A set of records appears below. Print them all, word for word.

(Recorded data)
────────

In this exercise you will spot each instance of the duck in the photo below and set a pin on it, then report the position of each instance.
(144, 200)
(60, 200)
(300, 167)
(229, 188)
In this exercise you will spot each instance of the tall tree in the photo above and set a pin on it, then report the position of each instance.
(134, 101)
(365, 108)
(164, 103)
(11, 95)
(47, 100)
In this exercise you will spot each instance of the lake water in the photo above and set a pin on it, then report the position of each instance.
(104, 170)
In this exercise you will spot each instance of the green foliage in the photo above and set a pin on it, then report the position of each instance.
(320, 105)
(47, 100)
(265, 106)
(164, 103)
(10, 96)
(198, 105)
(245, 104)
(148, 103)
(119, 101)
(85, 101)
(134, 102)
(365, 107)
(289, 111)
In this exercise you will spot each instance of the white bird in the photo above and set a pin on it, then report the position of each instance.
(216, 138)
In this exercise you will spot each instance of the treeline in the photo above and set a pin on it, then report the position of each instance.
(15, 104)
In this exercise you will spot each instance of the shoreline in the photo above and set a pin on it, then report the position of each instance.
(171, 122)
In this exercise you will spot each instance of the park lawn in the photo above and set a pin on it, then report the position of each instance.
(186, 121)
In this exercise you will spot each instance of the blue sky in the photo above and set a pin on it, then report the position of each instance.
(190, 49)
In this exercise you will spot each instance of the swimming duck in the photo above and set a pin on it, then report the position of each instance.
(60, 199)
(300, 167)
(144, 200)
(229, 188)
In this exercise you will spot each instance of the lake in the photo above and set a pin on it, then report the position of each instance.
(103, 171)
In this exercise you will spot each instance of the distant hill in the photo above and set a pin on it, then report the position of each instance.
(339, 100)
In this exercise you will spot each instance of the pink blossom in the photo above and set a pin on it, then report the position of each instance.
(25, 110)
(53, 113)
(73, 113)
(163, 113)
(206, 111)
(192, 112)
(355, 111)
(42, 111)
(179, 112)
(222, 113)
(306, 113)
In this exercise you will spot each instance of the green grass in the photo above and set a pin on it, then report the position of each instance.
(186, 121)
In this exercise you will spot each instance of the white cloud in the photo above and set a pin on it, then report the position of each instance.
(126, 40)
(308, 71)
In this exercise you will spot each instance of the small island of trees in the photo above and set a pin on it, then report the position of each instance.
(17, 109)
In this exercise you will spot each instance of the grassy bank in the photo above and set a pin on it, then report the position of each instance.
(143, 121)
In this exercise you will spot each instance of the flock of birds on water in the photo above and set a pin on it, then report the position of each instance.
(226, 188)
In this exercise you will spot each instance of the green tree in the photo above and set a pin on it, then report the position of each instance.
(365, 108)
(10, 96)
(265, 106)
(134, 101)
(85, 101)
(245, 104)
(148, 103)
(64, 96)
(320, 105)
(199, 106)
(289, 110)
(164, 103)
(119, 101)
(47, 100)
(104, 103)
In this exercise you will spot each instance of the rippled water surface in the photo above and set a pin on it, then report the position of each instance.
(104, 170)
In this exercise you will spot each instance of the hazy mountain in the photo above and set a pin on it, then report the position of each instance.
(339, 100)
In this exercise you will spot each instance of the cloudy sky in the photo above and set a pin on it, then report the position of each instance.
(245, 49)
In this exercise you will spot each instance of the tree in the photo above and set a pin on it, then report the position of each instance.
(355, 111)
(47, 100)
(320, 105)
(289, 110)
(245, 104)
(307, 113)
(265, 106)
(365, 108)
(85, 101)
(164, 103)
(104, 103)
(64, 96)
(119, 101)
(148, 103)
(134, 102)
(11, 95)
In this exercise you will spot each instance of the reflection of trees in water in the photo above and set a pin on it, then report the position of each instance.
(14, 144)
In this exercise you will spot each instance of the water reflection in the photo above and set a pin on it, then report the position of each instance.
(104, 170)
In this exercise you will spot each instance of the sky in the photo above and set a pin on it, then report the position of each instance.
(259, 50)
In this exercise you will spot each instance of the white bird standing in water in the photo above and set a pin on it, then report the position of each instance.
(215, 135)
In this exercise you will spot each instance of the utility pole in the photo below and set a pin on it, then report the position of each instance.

────────

- [OUTPUT FOR THIS EXERCISE]
In this exercise you will spot each instance of the duck in the photo below and set a pin on it, then report the position of each instance.
(144, 200)
(60, 200)
(300, 167)
(229, 188)
In this exercise you will spot each instance of the tall tree in the photo above and set a pin on it, then report the position of each instance.
(134, 101)
(365, 108)
(164, 103)
(11, 95)
(47, 100)
In this exercise you will spot each instance of the lake water in the photo above and set a pin on it, then report the position of each instance.
(104, 170)
In this exercise you will spot each instance of the green foliage in the photo above and set a pin on it, then report the position of each instance.
(320, 105)
(47, 100)
(265, 106)
(164, 103)
(10, 96)
(198, 105)
(245, 104)
(148, 103)
(119, 101)
(85, 101)
(134, 102)
(365, 107)
(289, 111)
In this exercise you will spot each instance of the white bird in the photo above and set a pin on it, then report the position of each instance.
(216, 138)
In this exercise you will spot each instance of the treeline in the photo above and set a pin on it, then report the position of each instance.
(15, 104)
In this exercise you will spot each instance of the shoreline in the photo above and set a pin on it, then report the position of each instance.
(171, 122)
In this exercise you will spot each instance of the park lawn in the photo above and set a pin on it, then report the position of each instance.
(186, 121)
In this exercise you will spot each instance of the blue sky in the photo above and set a pin on it, then report the position of each instance.
(190, 49)
In this exercise you will spot each instance of the swimming duck in the photo above and set a pin on it, then report the position of each instance.
(60, 199)
(300, 167)
(144, 200)
(229, 188)
In this exercise you will spot each instance of the lake in the photo above and set a pin on it, then report the position of each instance.
(103, 171)
In this exercise you will spot each instance of the distant hill in the photo above and set a pin on it, then report the position of each instance.
(339, 100)
In this exercise you will spot each instance of the pink blossom in the photo above and set a pin on it, then report the position of each instance.
(25, 110)
(53, 113)
(73, 113)
(163, 113)
(206, 111)
(192, 112)
(355, 111)
(42, 111)
(179, 112)
(222, 113)
(306, 113)
In this exercise you will spot each instance of the green grass in the photo above and set a pin on it, then report the position of each instance.
(186, 121)
In this exercise you will spot each instance of the white cloud in the photo above and set a pin on it, then report the position of each instance.
(126, 40)
(308, 71)
In this exercise you will spot each instance of the small island of trees in the photo above and set a pin on it, then report the position of each instance.
(17, 109)
In this exercise you will spot each instance of the grassy bank in the photo above and set a pin on it, then report the position of each instance.
(143, 121)
In this exercise you will spot each instance of the flock of birds on water in the photo above and set a pin on it, then report the position of each instance.
(226, 188)
In this exercise you will spot each instance of the green tree in the photo above and set a pin on it, then report the position of each instance.
(365, 108)
(10, 96)
(265, 106)
(134, 101)
(85, 101)
(245, 104)
(148, 103)
(64, 96)
(320, 105)
(199, 106)
(289, 110)
(164, 103)
(119, 101)
(47, 100)
(104, 103)
In this exercise you will spot each instance of the rippled water surface in the photo above and set a pin on it, then report the position of each instance.
(104, 170)
In this exercise you will spot each instance of the hazy mountain in the photo above and set a pin on it, then report the position of each instance.
(339, 100)
In this exercise you will spot each instance of the cloudy sky in the photo above and set a pin on it, then report the position of each instance.
(245, 49)
In this exercise you will spot each instance of the tree in the photo above and set a pin on it, then report the position of each instance.
(355, 111)
(47, 100)
(320, 105)
(289, 110)
(245, 104)
(307, 113)
(265, 106)
(365, 108)
(85, 101)
(164, 103)
(104, 103)
(64, 96)
(119, 101)
(148, 103)
(134, 102)
(11, 95)
In this exercise you will spot each instance of the reflection of trees in water in the photo above and set a pin on it, then report the position of each instance.
(14, 144)
In this exercise you will spot each instance of the water reflection in the photo above and set a pin on it, then report the position of each instance.
(104, 170)
In this exercise you will spot each instance of the sky in the photo above and set a pin on it, then report the position of each instance.
(259, 50)
In this exercise you will spot each instance of the white bird standing in water in the photo above and set a pin on it, then report the position of each instance.
(215, 135)
In this exercise you will spot each instance of the utility pole in the photo below and set a pin on it, then report the position of each instance.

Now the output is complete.